[What to do] Everything in the entries except the pictures should be copied exactly.
--- Material provided Enclosed Below ---
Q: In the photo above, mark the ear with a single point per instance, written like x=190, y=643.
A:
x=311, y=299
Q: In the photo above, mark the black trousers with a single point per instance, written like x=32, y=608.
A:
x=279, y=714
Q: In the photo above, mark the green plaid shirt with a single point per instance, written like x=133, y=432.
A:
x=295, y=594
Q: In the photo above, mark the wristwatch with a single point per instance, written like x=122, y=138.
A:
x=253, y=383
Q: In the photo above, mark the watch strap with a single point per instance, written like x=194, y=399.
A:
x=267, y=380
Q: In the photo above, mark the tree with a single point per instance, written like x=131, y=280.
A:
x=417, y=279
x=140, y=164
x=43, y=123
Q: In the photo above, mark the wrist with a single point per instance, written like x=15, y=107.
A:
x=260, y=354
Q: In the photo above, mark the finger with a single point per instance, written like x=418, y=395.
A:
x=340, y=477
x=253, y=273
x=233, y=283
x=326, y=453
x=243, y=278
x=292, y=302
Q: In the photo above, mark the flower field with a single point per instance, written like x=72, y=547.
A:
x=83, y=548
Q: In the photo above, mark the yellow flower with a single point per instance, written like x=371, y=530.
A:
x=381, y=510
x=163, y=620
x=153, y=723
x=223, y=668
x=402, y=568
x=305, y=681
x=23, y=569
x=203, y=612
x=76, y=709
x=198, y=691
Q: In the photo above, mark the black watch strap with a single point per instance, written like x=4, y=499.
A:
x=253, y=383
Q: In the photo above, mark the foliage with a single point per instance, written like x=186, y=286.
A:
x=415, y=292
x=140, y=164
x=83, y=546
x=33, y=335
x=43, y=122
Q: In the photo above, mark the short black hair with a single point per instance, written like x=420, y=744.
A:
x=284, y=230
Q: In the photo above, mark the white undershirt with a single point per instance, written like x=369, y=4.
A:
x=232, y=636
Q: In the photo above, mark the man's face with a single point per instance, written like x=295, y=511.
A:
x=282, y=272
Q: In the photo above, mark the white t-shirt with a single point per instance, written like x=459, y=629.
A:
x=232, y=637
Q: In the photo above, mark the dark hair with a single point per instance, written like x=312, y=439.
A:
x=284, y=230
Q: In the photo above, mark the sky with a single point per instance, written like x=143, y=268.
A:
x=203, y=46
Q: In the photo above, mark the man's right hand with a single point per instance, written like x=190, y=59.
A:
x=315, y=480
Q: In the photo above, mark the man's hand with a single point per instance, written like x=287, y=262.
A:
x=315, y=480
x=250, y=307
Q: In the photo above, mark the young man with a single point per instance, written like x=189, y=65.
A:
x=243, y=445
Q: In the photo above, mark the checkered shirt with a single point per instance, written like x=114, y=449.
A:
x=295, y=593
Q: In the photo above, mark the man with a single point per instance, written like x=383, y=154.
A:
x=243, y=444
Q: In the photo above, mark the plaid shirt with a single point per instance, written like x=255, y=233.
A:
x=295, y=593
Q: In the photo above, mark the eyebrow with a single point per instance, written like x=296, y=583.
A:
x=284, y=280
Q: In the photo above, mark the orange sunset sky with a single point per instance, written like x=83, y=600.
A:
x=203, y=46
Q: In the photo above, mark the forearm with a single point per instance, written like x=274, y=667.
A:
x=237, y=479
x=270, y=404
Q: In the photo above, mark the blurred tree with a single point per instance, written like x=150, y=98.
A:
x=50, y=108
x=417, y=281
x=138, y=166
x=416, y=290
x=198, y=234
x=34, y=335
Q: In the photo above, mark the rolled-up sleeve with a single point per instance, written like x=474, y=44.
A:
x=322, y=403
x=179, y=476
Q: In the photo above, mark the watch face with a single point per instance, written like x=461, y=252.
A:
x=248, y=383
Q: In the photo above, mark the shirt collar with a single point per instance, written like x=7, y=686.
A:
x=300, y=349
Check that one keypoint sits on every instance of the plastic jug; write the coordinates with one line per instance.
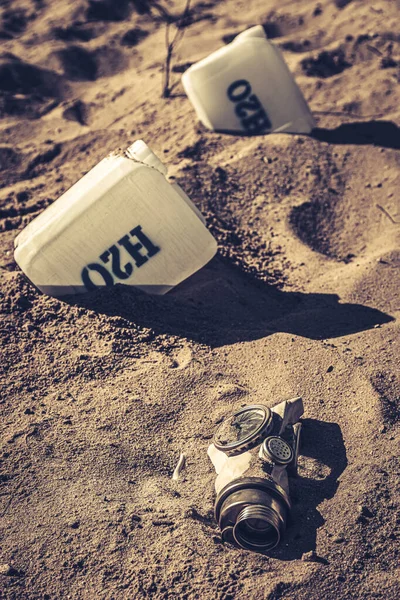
(247, 88)
(123, 222)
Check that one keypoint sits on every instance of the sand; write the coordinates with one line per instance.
(99, 395)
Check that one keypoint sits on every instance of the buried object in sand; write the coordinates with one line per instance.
(253, 452)
(123, 222)
(247, 88)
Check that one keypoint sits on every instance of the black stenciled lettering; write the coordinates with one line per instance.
(133, 250)
(102, 271)
(116, 263)
(248, 106)
(257, 123)
(236, 93)
(147, 243)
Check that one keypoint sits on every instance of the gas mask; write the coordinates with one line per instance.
(253, 452)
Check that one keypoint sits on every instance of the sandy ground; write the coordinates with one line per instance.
(99, 395)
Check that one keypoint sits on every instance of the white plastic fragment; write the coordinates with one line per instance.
(123, 222)
(179, 467)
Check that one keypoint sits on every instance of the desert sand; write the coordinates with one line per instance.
(101, 393)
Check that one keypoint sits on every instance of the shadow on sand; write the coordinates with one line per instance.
(221, 305)
(375, 133)
(324, 443)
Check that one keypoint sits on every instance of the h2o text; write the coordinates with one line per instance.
(138, 246)
(248, 108)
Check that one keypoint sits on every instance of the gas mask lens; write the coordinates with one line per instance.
(243, 430)
(253, 449)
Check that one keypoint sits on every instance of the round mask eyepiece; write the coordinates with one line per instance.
(277, 450)
(243, 430)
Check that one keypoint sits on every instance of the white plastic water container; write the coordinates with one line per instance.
(123, 222)
(247, 88)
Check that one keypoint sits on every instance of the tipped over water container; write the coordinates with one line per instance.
(123, 222)
(246, 88)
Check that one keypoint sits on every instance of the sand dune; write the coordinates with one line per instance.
(100, 394)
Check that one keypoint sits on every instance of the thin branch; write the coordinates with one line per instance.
(389, 216)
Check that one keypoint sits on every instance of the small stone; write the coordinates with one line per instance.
(311, 556)
(8, 570)
(74, 524)
(364, 511)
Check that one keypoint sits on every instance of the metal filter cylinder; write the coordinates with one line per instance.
(252, 512)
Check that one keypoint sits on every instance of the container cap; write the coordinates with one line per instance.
(140, 152)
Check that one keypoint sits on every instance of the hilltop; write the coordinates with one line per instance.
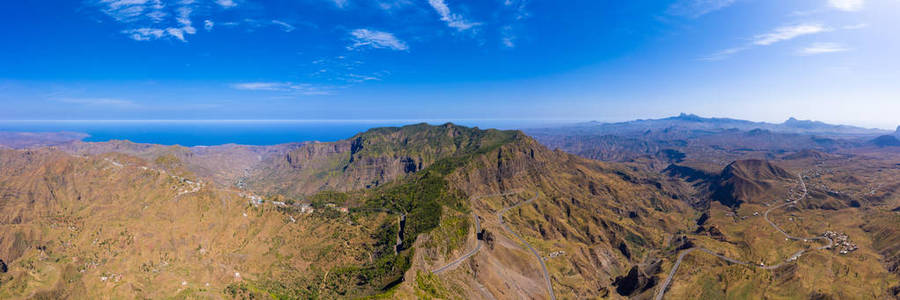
--- End of Enclosed Material provided ---
[Answer to the exercise]
Q: In the photo above, mark the ear with a single point per instance, written like x=190, y=643.
A:
x=311, y=299
Q: In the photo above, mark the black trousers with a single point per instance, written like x=32, y=608.
A:
x=279, y=714
Q: In the photo above, mark the green plaid shirt with a single point per instance, written like x=133, y=432.
A:
x=295, y=594
Q: In the photo above, mark the wristwatch with a single point per instance, written like x=122, y=138.
A:
x=253, y=383
Q: In the photo above, mark the watch strap with a single point per instance, written like x=194, y=399.
A:
x=267, y=380
Q: In the photo above, mark the tree with a single point per instance, written like x=131, y=280.
A:
x=417, y=279
x=140, y=164
x=43, y=123
Q: In the photo above, mark the wrist with a single point per instance, written like x=15, y=107.
A:
x=260, y=354
Q: In the photo above, mark the finger with a single point per instance, written like x=418, y=395.
A:
x=340, y=477
x=253, y=273
x=233, y=283
x=326, y=453
x=243, y=278
x=292, y=302
Q: In the photo above, mark the flower field with a single point per instance, written like x=72, y=547.
A:
x=83, y=548
Q: In the photo above, mark the yellow flower with a single point per instance, written like x=371, y=530.
A:
x=381, y=510
x=163, y=620
x=153, y=723
x=223, y=668
x=402, y=568
x=305, y=681
x=23, y=569
x=203, y=612
x=76, y=709
x=198, y=691
Q: In the photo above, mark the black watch strap with a single point per instance, written like x=4, y=499.
A:
x=253, y=383
Q: In the photo above, mark the foliage with a single point per instance, written like x=186, y=286.
A:
x=415, y=292
x=140, y=164
x=83, y=546
x=33, y=335
x=43, y=122
Q: In the photo above, mark the short black hair with a single point per instance, written like x=420, y=744.
A:
x=284, y=230
Q: In the photo above, mark the white undershirt with a single point per instance, written like x=369, y=4.
A:
x=232, y=636
Q: In the photo above, mark the man's face with a single point per instance, written like x=295, y=511.
A:
x=282, y=272
Q: In the photo above, mark the white t-shirt with a single point per instance, written like x=459, y=629.
A:
x=232, y=637
Q: In the photo above, mark the dark hair with a single point per instance, written like x=312, y=439.
A:
x=284, y=230
Q: In the photo above, mark the sky with a single point per instance, written like x=143, y=268.
A:
x=203, y=46
Q: In the photo above, mark the man's right hand with a single point per instance, written like x=190, y=59.
A:
x=315, y=480
Q: In the photo above, mark the man's hand with a single point per instance, written like x=287, y=262.
A:
x=315, y=480
x=250, y=307
Q: In the photo above, mark the young man with a single point per instance, written like x=189, y=65.
A:
x=243, y=445
Q: In the photo above, mark the checkered shirt with a single point per instance, written like x=114, y=449.
A:
x=295, y=593
Q: In the photo above, mark the man with a single point per instance, written like x=383, y=154.
A:
x=243, y=444
Q: In the photo above, mark the plaid shirt with a single point per instance, written like x=255, y=233.
A:
x=295, y=593
Q: In the photo above, mark the eyebrow with a single point per instance, written like x=296, y=583.
A:
x=284, y=280
Q: In the photo above, mark the orange sunset sky with a single point per instance, written like x=83, y=600.
A:
x=203, y=46
Q: In the photo above, mark the forearm with a single point per instance, written like x=274, y=667.
A:
x=237, y=479
x=270, y=404
Q: In the photo above, mark the blurred tree with a single point per instance, written like x=150, y=98.
A:
x=50, y=108
x=417, y=281
x=138, y=166
x=416, y=290
x=198, y=234
x=34, y=335
Q: In the photo above, mark the rolled-up sleeve with a single point per instance, written like x=474, y=44.
A:
x=322, y=403
x=179, y=476
Q: In the photo above, mark the watch face with a single point per instance, written like x=461, y=252.
A:
x=248, y=383
Q: In the photo above, mark the shirt collar with a single point per instance, written like x=7, y=686.
A:
x=300, y=349
Check that one keypoint sits on every instance of the plastic jug; write the coordinates with one line per instance.
(247, 88)
(123, 222)
Check that one keypoint sits on every instance of the sand; write the coordinates with one line per instance.
(99, 395)
Check that one keypoint sits on every instance of the buried object in sand; write the coordinates with one line per instance.
(253, 452)
(123, 222)
(247, 88)
Check that one keypoint sits on every instance of the black stenciled lettering; write the coordinates with one line per instance.
(133, 250)
(102, 271)
(116, 263)
(248, 106)
(257, 123)
(236, 93)
(147, 243)
Check that one keypoint sits on every instance of the gas mask; write the coordinates with one line per instance.
(253, 452)
Check that one keypoint sits on every instance of the sandy ground; write the coordinates with one line per instance.
(99, 395)
Check that one keypoint sits on every instance of the white plastic fragment; write the coordinates with one line per instance.
(123, 222)
(179, 467)
Check that one keypoint sits on every instance of the desert sand; write the coordinates with one line per instance.
(101, 393)
Check that one keypoint sits on every instance of the shadow on sand; write the coordinates with one line per instance.
(221, 305)
(375, 133)
(324, 443)
Check that one keypoint sits on every instance of the h2o text; write the coordinates with one line per instance.
(138, 246)
(248, 108)
Check that one keypoint sits on every instance of the gas mask lens; write the coordinates with one line per instance.
(243, 430)
(253, 449)
Check that one keypoint sits on every instance of the round mask eyepiece; write the coordinates with one line per instance.
(277, 450)
(243, 430)
Check that one keypoint sits on every instance of the white plastic water container; write the coordinates with one line per instance.
(123, 222)
(247, 88)
Check that one keypoint sits on every instance of the tipped over water container; write the coordinates with one line per instance.
(123, 222)
(246, 88)
Check that one keypoint sits on every instance of the sand dune; write the coordinates with one line per instance.
(100, 394)
Check that one keypoint sits on every instance of the thin branch; write the coordinates with one line per instance.
(389, 216)
Check that one keypoint sits on every instance of the small stone; write the coordinates with one line per instance.
(311, 556)
(8, 570)
(74, 524)
(364, 511)
Check that one keypoint sits on every instance of the metal filter cylinder; write the coordinates with one line per instance.
(252, 512)
Check that one keypoint sits on every instance of the container cap; write the coordinates with one line per instance.
(140, 152)
Check that one keypoint sits on every instance of the hilltop; write the coordinates with one line per instance.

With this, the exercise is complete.